# THE TASK
Write out the entries below word for word, starting with the line that contains "Can you find the white plate" and going on through the last line of the entries.

# Part of a data file
────────────────
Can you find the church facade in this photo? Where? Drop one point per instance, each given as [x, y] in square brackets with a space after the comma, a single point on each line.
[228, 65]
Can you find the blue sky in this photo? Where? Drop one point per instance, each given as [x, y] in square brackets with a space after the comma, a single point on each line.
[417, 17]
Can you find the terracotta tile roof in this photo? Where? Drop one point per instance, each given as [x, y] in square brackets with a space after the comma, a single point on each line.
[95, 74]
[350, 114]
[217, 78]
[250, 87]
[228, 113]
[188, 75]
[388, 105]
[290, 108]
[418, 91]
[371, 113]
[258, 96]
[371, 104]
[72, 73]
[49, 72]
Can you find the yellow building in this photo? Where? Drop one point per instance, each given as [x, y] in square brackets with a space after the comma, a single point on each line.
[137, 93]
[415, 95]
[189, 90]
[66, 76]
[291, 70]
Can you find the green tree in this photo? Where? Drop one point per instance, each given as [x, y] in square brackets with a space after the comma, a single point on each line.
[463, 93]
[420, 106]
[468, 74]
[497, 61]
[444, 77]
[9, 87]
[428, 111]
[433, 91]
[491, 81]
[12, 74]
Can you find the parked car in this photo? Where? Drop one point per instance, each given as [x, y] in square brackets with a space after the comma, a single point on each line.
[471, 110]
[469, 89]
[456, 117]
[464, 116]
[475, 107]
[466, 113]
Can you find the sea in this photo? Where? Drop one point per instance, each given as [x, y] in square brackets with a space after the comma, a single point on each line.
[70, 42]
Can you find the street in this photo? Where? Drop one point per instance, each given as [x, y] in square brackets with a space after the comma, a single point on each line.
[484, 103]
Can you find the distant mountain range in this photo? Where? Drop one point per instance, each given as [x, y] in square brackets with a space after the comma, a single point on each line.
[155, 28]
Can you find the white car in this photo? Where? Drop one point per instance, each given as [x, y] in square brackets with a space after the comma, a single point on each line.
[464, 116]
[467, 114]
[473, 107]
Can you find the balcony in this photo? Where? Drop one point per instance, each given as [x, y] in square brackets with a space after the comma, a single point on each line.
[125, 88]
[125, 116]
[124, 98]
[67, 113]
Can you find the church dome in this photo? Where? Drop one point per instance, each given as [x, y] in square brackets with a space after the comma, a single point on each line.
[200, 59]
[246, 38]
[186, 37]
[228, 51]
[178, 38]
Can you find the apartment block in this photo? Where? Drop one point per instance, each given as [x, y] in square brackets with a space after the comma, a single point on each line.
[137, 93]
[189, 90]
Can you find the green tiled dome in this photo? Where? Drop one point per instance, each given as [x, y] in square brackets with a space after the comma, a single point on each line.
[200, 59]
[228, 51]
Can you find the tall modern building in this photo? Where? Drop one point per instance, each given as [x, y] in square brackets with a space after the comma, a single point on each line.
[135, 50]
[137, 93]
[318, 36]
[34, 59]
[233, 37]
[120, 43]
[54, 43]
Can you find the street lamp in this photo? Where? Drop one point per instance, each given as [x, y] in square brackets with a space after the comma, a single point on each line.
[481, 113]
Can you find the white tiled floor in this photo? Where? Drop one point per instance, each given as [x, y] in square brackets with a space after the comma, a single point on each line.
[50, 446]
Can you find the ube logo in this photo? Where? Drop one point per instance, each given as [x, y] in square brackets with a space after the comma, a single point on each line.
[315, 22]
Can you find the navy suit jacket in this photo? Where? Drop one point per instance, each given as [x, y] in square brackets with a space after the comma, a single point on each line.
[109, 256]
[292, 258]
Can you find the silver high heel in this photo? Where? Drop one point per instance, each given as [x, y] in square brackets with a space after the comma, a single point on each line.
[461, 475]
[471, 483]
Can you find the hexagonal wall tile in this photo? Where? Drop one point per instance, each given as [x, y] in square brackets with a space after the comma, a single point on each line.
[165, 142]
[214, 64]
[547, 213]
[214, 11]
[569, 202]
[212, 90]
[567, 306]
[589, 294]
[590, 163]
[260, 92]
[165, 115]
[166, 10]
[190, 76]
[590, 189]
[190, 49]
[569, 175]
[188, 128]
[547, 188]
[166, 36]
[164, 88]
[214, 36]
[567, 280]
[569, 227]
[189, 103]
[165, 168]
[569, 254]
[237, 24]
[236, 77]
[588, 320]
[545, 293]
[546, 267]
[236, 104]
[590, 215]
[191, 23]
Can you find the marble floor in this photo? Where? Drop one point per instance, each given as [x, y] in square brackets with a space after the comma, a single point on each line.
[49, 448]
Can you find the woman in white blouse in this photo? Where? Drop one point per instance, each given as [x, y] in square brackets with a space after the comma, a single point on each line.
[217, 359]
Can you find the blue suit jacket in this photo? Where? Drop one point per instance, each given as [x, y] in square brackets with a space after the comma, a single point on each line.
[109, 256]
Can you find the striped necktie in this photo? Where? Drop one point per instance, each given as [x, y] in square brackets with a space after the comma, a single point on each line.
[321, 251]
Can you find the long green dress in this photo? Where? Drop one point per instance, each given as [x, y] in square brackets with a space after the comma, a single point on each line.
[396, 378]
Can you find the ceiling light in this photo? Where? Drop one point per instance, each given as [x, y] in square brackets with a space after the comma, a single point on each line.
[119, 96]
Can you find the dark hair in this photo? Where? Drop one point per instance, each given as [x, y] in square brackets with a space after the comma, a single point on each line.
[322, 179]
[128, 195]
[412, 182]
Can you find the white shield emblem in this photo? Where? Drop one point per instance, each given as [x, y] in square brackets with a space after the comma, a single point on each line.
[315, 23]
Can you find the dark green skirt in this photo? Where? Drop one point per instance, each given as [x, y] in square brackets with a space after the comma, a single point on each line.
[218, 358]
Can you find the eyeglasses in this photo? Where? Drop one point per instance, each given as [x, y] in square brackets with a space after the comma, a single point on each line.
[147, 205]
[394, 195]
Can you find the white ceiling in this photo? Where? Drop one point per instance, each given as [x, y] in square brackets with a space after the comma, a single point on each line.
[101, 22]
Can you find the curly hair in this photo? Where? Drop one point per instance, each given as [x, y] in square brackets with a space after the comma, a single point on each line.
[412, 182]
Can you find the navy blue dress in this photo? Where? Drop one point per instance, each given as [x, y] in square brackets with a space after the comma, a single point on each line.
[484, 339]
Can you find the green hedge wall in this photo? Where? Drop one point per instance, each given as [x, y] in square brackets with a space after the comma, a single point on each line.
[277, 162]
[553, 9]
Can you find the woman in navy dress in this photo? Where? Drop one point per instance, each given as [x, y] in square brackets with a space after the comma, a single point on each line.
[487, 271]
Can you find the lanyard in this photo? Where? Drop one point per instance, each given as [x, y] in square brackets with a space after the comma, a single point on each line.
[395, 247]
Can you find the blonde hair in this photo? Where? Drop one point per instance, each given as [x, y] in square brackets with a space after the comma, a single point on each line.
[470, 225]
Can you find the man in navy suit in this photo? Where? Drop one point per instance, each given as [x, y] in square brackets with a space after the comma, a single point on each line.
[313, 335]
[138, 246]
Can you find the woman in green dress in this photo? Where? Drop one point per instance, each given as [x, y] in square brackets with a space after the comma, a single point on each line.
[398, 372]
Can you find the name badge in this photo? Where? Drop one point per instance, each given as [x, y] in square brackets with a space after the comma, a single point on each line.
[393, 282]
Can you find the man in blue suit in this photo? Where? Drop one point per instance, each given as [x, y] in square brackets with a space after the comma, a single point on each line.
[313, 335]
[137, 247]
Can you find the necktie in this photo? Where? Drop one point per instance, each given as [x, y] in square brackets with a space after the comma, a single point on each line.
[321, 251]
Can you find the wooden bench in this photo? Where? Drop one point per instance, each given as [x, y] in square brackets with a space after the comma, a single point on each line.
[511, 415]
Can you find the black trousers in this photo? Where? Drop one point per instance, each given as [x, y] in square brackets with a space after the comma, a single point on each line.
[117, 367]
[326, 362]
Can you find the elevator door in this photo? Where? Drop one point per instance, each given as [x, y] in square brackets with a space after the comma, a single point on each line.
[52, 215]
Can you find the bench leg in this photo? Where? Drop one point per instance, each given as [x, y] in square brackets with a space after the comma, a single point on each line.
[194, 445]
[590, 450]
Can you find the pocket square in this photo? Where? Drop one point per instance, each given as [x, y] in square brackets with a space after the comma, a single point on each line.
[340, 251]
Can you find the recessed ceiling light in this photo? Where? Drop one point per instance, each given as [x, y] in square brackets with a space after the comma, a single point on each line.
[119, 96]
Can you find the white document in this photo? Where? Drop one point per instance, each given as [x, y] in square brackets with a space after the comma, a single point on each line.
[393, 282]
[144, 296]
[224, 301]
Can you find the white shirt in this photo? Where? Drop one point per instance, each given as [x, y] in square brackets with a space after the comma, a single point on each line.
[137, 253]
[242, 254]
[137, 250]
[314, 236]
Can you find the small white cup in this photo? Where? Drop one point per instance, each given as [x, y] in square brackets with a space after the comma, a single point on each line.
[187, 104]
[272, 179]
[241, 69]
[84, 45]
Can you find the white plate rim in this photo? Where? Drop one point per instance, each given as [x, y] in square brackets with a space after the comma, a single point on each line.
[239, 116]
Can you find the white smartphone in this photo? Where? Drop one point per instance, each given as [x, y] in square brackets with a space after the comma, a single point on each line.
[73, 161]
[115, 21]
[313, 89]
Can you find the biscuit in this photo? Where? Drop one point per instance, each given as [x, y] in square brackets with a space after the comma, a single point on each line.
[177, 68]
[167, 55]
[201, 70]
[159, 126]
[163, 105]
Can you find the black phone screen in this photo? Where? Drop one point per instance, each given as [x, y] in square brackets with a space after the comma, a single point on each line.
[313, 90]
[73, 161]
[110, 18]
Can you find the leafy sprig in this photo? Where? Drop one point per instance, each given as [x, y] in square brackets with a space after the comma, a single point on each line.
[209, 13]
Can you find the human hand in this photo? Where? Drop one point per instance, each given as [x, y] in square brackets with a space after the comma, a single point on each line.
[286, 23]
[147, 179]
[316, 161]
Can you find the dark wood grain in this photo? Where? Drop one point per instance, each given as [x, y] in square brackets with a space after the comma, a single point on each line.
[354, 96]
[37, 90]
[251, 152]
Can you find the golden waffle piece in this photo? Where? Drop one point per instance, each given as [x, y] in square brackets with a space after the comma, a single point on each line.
────────────────
# RESPONSE
Can you find the white plate rim in this photo? Where? Drop one point per instance, each given as [x, y] in square brackets with a space after the comma, a single point on each line.
[239, 116]
Can you find the white smartphone in this photo? Where? Drop one point per instance, each given as [x, y] in square brackets with a space after the comma, a single point on each line.
[73, 161]
[115, 21]
[313, 89]
Can you find the biscuit in this photo? Where? Drop one point per instance, each given as [x, y] in square brackets with a space after the comma, a single point on each line.
[177, 68]
[167, 55]
[201, 70]
[159, 126]
[163, 105]
Can you find the black phone screen in this photo? Where? Drop one point per instance, each given as [x, y] in square brackets with a space after the comma, a single point on each line.
[313, 90]
[73, 161]
[110, 18]
Can you find the leafy sprig in this photo? Where? Drop one point per instance, each given as [x, y] in square brackets with a space after the comma, a single point on each line.
[209, 13]
Can you find the human hand in this photo? Where? Drop one point per instance, each given as [x, y] in square brackets with a space after the comma, a single point on each line.
[286, 23]
[147, 179]
[316, 161]
Can you find the dark wood grain in this photo? Where? Drop one point per instance, each given as [x, y] in square brackets with a space after the comma, a single point on each line.
[354, 96]
[37, 90]
[251, 152]
Can you find the golden waffle piece in this photo? Where? Drop one point per instance, each given as [x, y] in square brackets with a space after the comma, a single point on each line.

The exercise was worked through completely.